Work to be completed — Filter the data below down to only the lines that contain the word "baseball". Matching is case-sensitive.

# start of Source data

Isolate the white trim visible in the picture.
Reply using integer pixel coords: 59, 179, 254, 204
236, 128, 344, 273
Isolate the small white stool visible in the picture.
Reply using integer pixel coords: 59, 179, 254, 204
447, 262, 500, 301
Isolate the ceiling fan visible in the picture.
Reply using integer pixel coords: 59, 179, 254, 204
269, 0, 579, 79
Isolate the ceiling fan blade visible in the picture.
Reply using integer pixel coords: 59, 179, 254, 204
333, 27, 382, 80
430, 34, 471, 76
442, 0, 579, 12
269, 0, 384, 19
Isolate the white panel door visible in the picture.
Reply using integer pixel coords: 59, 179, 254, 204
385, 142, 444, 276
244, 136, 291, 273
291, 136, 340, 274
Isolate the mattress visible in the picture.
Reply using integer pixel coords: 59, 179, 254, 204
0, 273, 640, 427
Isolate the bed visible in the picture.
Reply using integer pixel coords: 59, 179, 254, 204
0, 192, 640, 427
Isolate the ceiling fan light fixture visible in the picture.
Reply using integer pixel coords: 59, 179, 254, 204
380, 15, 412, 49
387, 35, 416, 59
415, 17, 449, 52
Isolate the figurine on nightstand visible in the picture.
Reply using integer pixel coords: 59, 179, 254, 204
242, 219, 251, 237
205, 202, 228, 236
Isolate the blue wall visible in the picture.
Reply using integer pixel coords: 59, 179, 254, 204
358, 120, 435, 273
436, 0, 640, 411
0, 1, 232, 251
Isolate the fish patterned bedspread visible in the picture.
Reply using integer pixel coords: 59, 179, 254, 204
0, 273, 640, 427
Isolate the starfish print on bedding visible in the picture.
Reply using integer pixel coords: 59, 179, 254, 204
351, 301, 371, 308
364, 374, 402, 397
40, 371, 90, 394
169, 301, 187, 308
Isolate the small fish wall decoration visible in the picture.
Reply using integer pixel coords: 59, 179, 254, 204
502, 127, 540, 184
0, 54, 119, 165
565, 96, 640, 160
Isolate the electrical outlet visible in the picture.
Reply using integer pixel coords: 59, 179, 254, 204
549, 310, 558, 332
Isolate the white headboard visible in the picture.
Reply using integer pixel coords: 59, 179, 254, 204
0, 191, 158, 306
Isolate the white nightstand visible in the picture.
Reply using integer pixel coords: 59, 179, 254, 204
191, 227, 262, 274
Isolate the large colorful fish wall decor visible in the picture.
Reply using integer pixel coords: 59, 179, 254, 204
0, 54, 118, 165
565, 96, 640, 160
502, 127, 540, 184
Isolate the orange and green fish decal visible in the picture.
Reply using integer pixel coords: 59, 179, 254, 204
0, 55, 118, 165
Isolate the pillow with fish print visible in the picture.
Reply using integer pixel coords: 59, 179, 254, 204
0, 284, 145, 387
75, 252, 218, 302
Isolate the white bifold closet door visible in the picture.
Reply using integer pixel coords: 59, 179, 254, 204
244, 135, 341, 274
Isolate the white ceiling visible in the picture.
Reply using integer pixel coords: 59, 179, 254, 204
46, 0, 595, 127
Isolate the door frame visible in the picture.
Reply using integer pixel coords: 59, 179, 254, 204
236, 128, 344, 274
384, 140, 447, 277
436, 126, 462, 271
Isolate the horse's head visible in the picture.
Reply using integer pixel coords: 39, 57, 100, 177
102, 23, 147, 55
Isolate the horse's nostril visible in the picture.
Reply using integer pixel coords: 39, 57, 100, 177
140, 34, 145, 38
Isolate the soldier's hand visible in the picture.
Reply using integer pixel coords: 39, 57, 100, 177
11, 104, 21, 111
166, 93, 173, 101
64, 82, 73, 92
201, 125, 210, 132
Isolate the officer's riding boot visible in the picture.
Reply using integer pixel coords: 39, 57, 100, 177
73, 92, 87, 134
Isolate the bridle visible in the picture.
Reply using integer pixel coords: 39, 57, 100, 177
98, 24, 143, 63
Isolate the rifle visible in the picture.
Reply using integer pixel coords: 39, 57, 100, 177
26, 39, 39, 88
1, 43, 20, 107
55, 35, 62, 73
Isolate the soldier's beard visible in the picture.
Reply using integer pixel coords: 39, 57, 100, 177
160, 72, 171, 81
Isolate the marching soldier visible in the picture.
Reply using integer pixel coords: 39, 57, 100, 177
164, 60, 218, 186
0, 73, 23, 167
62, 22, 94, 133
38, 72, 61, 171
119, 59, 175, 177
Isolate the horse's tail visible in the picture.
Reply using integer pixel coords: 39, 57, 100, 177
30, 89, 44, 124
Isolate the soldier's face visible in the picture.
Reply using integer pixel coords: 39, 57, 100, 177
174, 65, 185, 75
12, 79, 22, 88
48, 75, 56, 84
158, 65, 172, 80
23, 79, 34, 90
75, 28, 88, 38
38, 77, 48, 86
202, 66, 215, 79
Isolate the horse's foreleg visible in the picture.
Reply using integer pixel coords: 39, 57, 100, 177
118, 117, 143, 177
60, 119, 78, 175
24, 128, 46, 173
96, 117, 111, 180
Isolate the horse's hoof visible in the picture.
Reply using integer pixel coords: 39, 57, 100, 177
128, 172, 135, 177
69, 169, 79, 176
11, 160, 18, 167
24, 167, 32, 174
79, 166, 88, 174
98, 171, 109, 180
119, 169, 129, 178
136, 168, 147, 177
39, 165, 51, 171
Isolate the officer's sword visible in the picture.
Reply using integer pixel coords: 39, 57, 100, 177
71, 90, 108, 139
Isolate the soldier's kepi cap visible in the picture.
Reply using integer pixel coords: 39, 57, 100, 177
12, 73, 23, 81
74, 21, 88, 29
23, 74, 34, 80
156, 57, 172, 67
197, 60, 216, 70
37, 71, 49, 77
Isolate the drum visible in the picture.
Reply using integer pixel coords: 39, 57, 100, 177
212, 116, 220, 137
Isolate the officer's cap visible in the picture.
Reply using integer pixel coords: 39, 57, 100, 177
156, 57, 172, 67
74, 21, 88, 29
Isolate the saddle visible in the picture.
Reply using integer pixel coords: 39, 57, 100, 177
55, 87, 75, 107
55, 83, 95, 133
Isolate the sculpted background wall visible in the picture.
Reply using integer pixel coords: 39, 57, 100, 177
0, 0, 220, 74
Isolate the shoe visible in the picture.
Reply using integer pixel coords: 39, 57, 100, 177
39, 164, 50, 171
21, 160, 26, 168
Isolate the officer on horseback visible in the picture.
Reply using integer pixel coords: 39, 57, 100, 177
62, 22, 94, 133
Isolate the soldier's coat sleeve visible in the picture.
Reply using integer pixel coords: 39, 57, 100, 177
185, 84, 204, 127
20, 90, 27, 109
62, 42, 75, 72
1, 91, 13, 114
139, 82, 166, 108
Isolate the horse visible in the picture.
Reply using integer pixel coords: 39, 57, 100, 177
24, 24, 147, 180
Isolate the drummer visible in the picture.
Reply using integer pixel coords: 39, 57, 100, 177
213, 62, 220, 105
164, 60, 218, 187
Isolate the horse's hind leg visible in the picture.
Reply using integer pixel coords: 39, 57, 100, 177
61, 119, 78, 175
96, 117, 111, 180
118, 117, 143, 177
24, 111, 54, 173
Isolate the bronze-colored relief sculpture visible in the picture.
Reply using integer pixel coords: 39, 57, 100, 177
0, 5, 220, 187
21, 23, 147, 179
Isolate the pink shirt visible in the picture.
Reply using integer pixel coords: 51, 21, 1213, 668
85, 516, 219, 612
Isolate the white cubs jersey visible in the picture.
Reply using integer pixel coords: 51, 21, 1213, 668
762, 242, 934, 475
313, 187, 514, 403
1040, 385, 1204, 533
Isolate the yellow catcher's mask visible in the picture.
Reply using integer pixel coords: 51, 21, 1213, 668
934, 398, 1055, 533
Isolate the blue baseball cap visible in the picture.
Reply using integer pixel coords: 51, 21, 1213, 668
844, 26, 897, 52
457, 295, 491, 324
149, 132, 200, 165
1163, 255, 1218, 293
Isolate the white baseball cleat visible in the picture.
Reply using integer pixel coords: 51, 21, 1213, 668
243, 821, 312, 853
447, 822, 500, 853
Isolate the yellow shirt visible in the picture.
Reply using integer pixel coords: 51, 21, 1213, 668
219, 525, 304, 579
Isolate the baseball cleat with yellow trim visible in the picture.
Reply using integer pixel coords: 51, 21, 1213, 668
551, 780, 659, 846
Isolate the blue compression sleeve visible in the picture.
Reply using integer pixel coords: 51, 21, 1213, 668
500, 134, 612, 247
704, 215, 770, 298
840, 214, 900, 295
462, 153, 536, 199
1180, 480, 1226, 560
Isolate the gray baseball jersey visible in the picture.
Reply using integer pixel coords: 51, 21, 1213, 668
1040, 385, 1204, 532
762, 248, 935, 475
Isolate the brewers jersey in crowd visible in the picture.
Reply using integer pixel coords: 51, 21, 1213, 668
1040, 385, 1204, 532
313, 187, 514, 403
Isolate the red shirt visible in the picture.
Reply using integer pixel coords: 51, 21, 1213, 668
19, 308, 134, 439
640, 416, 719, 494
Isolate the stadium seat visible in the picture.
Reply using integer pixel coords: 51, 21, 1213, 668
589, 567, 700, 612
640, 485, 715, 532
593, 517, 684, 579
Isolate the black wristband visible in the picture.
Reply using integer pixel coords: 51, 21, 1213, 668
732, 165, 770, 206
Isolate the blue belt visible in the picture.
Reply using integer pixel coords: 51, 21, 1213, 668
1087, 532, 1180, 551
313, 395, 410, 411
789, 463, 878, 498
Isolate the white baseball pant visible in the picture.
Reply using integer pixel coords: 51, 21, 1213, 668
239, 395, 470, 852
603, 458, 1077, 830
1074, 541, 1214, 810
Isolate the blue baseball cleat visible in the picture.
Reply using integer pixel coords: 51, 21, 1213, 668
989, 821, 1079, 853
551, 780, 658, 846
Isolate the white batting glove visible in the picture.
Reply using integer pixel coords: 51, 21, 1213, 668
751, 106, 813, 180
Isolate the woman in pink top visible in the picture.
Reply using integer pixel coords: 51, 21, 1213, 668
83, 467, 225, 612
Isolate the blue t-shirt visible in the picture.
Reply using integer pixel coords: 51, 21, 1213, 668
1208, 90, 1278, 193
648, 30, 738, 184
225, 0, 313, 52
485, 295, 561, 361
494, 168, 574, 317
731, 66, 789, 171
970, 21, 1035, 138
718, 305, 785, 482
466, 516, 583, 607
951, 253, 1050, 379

# end of Source data

Response to this exercise —
Isolate the blue baseball cap visible in the picture.
Isolate the white baseball cleat visible in the picture.
Isolate the baseball cleat with yellow trim visible in the picture.
Isolate the gray baseball jersey visible in the picture.
Isolate the white baseball pant visible in the picture.
Isolate the blue baseball cleat visible in the picture.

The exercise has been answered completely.